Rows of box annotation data
** begin **

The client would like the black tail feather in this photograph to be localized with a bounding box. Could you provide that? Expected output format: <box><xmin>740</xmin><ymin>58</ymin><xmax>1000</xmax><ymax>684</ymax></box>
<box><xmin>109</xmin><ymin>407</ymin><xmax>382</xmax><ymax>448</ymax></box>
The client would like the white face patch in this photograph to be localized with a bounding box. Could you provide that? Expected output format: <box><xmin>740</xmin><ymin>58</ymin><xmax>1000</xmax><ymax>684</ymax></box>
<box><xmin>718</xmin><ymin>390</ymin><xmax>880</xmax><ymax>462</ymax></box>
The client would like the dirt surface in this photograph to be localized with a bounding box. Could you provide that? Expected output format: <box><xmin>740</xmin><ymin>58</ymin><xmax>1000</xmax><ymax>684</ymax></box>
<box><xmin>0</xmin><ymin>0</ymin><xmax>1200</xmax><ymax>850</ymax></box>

** end **

* **WHAT IS REQUIRED**
Express all of the records above as a two-column CSV with the headers record_text and answer. Give one row per record, and put each field in quotes with any line breaks replaced by spaces.

* **EXERCISE SOLUTION**
record_text,answer
"The client would like the black tail feather in this photograph to be localized with a bounding box. Could you provide that? Expected output format: <box><xmin>740</xmin><ymin>58</ymin><xmax>1000</xmax><ymax>684</ymax></box>","<box><xmin>109</xmin><ymin>407</ymin><xmax>382</xmax><ymax>448</ymax></box>"
"The client would like the white face patch in this photograph to be localized with a bounding box. Could you provide that? Expected output format: <box><xmin>740</xmin><ymin>58</ymin><xmax>1000</xmax><ymax>684</ymax></box>","<box><xmin>718</xmin><ymin>390</ymin><xmax>880</xmax><ymax>462</ymax></box>"
"The client would like the dirt surface in this photograph to be localized with a bounding box. Could you provide that? Expected output format: <box><xmin>740</xmin><ymin>58</ymin><xmax>1000</xmax><ymax>684</ymax></box>","<box><xmin>0</xmin><ymin>0</ymin><xmax>1200</xmax><ymax>850</ymax></box>"